→ EXCERTO DA FONTE:
_ _ _ _ _ _ _

Novas colheitas Churchill's | O guardador de pleonasmos: uma outra primeira vez
"Vale mais a pena ver uma cousa sempre pela primeira vez que conhecê-la, porque conhecer é como nunca ter visto pela primeira vez, e nunca ter visto pela primeira vez é só ter ouvido contar." Alberto Caeiro
Dos quatro heterónimos principais (Álvaro de Campos, Ricardo Reis, Bernardo Soares e Alberto Caeiro), Caeiro é reconhecido pelos restantes, e também pelo próprio Pessoa, como o seu “mestre”. A sua principal obra é uma colecção de poemas intitulada “O Guardador de Rebanhos”. Nesses poemas, Alberto Caeiro expõe e explica a sua posição filosófica acerca de ele próprio ser um “sensacionista”. O sensacionismo enfatiza a importância da percepção sensorial e da experiência imediata do mundo, sob o intelectualismo abstracto. Como tal, Caeiro propõe uma descrição básica da natureza baseada apenas nas sensações, sem o recurso a metáforas ou metafísicas.
Esta abordagem pode ser entendida como uma variação da intelectualização, um mecanismo de defesa quer do isolamento do afecto, quer da tradução psicológica de questões emocionais em termos intelectuais. Paradoxalmente, nos versos iniciais do poema IX (Sou um guardador de rebanhos), Caeiro introduz a metáfora central do poema: o poeta como guardião de rebanhos, sendo o rebanho o seu próprio pensamento.

_ _ _ _ _ _ _

(Itens guardados de uma coleção)
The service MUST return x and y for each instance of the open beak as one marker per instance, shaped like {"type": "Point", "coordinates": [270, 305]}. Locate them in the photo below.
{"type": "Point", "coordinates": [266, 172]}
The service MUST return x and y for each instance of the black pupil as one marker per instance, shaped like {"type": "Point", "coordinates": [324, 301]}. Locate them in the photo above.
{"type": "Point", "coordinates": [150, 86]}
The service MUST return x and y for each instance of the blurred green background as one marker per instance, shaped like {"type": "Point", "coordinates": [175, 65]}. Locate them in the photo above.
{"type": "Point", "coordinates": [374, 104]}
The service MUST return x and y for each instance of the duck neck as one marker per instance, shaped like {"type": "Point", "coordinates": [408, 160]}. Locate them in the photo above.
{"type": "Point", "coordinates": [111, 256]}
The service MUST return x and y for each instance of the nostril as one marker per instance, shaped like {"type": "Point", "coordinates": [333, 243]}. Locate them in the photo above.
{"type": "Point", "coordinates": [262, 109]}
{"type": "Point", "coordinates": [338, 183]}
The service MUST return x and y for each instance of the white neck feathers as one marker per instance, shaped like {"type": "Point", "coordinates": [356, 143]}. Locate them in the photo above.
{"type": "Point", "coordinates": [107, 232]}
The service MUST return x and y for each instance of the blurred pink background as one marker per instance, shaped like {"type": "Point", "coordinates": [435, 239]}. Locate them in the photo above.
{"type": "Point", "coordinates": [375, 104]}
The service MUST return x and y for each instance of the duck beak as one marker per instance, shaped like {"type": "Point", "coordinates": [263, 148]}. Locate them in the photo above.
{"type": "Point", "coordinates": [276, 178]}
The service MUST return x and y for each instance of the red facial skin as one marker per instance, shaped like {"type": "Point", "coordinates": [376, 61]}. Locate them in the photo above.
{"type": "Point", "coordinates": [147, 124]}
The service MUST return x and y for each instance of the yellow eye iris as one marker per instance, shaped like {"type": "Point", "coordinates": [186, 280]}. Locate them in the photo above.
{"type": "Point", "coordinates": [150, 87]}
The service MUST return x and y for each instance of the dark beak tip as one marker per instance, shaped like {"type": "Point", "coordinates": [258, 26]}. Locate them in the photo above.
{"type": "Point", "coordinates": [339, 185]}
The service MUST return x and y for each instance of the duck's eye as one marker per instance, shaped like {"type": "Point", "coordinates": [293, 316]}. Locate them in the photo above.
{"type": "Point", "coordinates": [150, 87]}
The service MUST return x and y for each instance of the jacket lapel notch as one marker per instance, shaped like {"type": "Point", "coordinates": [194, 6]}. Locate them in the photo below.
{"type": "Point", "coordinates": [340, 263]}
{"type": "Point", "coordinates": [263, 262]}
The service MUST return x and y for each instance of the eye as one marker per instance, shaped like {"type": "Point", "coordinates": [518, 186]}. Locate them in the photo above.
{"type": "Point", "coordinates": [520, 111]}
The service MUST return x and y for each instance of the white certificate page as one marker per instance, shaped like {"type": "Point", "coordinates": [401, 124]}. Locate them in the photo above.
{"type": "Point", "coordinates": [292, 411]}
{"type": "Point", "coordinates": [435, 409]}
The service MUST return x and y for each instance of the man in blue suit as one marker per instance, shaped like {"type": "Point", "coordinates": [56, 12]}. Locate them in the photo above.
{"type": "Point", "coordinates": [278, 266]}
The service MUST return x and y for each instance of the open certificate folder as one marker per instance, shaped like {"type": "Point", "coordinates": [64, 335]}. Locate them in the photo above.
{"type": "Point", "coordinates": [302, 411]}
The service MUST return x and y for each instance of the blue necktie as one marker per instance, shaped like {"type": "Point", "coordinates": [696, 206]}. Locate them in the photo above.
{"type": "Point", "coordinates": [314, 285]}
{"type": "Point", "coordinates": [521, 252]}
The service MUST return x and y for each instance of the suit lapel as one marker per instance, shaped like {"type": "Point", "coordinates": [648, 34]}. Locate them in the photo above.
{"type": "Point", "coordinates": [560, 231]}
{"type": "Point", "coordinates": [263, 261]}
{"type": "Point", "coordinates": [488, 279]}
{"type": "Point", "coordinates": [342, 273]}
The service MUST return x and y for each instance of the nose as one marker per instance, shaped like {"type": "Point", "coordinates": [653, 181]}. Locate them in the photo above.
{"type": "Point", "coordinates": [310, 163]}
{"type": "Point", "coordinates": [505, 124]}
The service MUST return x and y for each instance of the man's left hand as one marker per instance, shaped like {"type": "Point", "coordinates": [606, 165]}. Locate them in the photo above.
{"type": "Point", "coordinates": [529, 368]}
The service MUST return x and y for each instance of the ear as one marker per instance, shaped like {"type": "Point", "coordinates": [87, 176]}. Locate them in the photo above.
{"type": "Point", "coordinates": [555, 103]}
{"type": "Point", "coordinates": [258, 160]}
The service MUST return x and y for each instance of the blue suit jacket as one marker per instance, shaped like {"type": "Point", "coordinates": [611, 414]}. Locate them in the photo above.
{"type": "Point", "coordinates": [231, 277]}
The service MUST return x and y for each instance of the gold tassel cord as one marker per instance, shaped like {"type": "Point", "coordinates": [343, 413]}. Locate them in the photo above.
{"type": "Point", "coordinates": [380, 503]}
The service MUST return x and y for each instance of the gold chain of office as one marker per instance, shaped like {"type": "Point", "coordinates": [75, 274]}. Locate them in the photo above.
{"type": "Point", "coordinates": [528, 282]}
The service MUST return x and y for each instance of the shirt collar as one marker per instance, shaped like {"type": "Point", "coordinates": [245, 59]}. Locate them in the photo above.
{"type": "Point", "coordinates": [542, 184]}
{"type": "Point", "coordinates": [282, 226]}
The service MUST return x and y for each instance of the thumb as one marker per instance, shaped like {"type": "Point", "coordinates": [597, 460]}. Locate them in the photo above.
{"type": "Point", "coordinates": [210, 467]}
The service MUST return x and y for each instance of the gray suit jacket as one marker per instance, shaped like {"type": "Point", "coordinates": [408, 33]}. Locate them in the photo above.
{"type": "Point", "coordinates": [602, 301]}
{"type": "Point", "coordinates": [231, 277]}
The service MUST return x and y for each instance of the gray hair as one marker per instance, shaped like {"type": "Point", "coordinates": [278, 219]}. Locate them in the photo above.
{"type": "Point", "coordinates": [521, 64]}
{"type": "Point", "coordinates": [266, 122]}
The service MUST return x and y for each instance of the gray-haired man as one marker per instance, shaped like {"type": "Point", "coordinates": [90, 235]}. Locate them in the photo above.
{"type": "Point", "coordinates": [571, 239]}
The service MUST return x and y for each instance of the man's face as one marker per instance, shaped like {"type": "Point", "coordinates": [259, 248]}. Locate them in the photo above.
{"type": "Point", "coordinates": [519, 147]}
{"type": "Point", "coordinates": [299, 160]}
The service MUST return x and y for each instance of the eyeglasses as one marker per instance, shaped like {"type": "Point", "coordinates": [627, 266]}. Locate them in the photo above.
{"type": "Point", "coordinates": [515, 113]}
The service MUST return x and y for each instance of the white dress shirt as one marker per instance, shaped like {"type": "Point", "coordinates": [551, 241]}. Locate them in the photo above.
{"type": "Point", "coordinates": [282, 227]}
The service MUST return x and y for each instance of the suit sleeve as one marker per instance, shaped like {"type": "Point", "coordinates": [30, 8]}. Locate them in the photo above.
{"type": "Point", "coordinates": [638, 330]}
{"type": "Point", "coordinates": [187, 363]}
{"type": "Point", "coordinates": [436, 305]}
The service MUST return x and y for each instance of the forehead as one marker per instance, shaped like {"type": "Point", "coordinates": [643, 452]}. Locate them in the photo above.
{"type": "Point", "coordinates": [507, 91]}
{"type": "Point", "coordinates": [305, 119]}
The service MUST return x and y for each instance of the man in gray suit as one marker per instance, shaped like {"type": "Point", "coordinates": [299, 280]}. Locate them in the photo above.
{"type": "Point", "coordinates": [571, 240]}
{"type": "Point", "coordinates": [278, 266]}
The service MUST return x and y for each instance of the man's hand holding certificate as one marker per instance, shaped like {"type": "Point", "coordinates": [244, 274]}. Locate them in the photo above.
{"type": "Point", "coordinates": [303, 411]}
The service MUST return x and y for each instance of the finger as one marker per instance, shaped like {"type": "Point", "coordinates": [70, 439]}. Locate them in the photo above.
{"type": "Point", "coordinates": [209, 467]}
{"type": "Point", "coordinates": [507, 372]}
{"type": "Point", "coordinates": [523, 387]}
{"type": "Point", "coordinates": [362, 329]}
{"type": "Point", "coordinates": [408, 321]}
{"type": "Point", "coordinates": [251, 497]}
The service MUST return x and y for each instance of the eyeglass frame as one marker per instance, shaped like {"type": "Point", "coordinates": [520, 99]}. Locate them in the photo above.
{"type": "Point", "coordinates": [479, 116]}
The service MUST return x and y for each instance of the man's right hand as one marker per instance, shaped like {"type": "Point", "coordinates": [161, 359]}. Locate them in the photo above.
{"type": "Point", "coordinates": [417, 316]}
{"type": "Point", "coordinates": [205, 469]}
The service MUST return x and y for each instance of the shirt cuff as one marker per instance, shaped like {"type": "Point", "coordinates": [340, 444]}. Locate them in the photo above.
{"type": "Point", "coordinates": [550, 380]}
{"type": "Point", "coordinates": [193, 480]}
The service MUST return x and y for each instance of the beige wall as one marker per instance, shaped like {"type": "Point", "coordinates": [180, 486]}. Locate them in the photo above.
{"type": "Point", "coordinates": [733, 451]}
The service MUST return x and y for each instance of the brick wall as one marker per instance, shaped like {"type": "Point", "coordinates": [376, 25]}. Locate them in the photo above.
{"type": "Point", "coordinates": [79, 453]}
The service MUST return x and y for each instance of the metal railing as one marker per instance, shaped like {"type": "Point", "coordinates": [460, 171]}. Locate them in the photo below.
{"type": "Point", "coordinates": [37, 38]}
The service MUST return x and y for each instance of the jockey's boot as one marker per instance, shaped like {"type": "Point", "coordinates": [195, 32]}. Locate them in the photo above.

_ _ _ _ _ _ _

→ TAREFAS:
1) Contabilize as linhas dos registos que contêm a palavra "shirt" e indique apenas esse número.
2) Retome o texto sobre Alberto Caeiro a partir do ponto em que termina.
O texto sobre Alberto Caeiro e os registos constituem materiais independentes entre si.

→ RESPOSTAS:
1) 3

2)
Esta metáfora sublinha a ideia de que os pensamentos de Caeiro, como um rebanho, são simples e naturais. Ele não se envolve em ponderações filosóficas complexas, mas, em vez disso, abraça o imediatismo da experiência sensorial. Caeiro sugere que a verdadeira compreensão vem de um envolvimento directo com o objecto ou ideia em questão. Concebe o acto de pensar numa flor através da visão e do cheiro. Esta abordagem sensorial, quase primitiva, do pensamento sublinha a rejeição do raciocínio abstracto e despegado.
Recorrendo a outro paradoxo, Caeiro sugere que embora a sua abordagem não produza necessariamente uma compreensão intelectualmente estruturada sobre um determinado assunto, permite-lhe compreendê-lo a um nível mais profundo e intuitivo. Nesse sentido, para Caeiro a complexidade parece emergir paulatinamente da repetição sensorial da simplicidade.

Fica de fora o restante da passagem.